● INSTRUCTIONS FOR THE TASK:
In the biography of Sir James Graham, what was the title of the thesis that earned him a gold medal?

● TEXT PASSAGE:
Sir James Graham (29 July 1856 – 8 March 1913) was a Scottish-born physician and politician, active in Australia. He was Mayor of Sydney in 1901.

Graham was born in Edinburgh, son of Thomas Graham, marble polisher, and his wife Jane ( née Square). Graham graduated M.A. at University of Edinburgh in 1879 and M.B. and C.M. in 1882. Graham migrated to Sydney in 1884  but then returned to Europe in August 1888 and studied at Berlin, Vienna and Paris. In 1888, he obtained the M.D. degree of Edinburgh Medical School with gold medal for his thesis on "Hydatid Disease in its Clinical Aspects". Returning to Sydney he was appointed superintendent of the Royal Prince Alfred Hospital which, largely by his influence, became an excellent training-ground for the medical profession. From 1897 he was lecturer in midwifery at the University of Sydney (working under Thomas Peter Anderson Stuart) and held this position until 1912. He was founder of the Surgical Appliances Aid Society, the Crown Street Women's Hospital, the Trained Nurses' Association, and was the first president of the New South Wales Dental Board.

● ENTRIES SUPPLIED:
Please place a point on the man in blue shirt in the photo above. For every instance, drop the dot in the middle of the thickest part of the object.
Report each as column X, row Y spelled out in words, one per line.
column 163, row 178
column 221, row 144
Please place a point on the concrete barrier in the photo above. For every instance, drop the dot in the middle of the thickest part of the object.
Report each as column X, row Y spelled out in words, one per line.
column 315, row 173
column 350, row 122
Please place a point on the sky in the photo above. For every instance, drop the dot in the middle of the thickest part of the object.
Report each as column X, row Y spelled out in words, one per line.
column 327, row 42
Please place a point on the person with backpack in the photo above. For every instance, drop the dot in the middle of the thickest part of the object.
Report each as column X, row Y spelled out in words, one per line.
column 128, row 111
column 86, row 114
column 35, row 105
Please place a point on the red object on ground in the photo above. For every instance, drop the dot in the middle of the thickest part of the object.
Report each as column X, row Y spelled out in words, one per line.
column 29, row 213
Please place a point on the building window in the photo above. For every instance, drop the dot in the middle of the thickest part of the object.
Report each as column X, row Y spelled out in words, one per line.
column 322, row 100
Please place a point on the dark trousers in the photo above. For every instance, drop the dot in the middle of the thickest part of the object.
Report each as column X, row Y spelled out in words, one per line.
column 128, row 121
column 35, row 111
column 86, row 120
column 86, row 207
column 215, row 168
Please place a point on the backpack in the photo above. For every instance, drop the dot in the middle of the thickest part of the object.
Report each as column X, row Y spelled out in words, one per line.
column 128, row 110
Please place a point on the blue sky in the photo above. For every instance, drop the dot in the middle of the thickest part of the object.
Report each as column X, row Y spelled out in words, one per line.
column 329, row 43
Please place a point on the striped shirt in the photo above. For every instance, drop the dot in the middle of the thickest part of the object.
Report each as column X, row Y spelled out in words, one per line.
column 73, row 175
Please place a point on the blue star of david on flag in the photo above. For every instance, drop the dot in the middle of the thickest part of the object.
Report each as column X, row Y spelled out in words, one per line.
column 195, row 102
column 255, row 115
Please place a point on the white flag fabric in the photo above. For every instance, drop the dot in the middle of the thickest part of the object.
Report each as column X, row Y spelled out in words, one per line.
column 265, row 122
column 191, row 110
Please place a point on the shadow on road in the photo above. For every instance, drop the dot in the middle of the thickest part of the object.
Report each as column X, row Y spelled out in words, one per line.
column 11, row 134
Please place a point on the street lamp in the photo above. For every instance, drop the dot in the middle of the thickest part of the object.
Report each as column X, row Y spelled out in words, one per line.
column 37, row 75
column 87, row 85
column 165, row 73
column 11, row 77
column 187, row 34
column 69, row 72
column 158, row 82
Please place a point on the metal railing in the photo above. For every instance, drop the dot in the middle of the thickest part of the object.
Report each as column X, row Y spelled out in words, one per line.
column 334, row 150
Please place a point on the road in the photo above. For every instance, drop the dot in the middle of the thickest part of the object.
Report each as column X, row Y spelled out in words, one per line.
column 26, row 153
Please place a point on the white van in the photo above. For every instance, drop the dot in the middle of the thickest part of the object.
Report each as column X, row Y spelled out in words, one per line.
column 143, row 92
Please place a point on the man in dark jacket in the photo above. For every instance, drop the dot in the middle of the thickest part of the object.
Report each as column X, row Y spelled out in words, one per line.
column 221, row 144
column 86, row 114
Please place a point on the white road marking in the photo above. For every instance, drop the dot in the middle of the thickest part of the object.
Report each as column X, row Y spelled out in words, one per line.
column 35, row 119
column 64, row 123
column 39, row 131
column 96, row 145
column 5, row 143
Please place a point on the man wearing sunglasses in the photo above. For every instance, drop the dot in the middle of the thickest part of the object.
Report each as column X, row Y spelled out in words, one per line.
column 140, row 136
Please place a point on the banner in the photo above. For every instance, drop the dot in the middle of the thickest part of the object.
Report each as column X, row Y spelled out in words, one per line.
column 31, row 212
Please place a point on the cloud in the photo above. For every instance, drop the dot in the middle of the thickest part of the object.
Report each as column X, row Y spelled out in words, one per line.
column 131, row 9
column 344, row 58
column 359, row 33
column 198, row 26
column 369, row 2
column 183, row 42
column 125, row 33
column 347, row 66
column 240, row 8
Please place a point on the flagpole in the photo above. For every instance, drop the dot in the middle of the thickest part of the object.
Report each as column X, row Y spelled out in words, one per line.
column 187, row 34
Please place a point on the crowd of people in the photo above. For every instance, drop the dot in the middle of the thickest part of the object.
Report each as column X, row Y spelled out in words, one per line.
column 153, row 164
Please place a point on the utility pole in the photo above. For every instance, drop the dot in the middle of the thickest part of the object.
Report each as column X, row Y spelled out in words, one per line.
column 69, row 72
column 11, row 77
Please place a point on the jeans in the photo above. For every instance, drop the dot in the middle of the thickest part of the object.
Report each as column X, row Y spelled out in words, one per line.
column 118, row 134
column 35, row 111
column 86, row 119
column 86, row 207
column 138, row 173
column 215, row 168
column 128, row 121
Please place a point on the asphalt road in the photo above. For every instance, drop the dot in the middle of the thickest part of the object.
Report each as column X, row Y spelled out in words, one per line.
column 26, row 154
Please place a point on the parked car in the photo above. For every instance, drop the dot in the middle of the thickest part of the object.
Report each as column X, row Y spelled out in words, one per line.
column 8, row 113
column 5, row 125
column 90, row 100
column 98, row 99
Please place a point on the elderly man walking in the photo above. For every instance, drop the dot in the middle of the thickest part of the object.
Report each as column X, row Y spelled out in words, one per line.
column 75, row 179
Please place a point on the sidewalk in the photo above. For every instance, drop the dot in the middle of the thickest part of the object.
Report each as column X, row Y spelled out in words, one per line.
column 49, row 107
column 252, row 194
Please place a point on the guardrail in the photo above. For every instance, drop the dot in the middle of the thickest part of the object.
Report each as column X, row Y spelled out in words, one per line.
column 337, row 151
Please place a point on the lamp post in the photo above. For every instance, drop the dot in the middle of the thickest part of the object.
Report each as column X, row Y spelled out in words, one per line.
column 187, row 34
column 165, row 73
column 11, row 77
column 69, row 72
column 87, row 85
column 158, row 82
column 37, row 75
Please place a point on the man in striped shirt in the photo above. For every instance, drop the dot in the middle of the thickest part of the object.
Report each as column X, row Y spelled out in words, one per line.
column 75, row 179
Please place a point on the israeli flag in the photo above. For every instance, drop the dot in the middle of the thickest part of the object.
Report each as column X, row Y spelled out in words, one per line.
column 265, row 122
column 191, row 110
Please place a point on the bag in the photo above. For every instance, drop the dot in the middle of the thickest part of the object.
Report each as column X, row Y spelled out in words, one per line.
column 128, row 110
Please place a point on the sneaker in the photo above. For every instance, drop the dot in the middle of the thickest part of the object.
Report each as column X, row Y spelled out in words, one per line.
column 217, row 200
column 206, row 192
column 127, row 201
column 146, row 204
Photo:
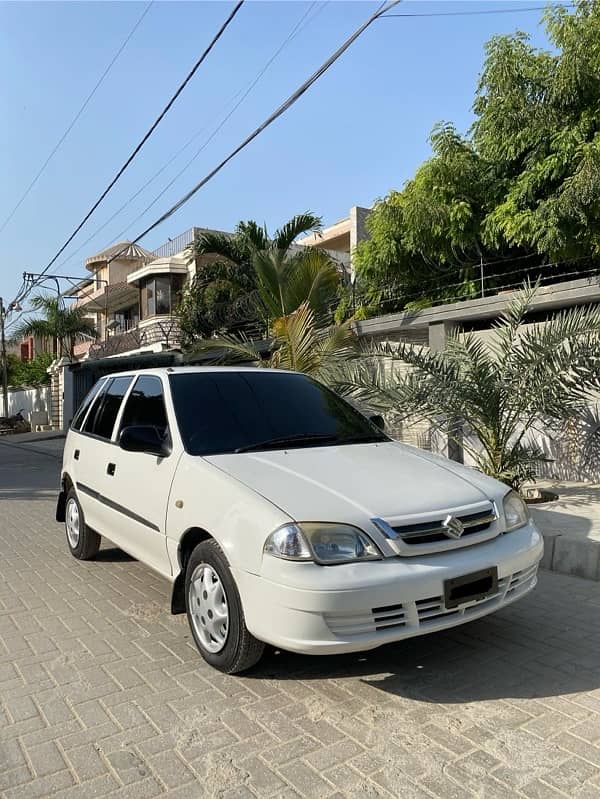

● WRITTEN RESPONSE:
"Hydatid Disease in its Clinical Aspects"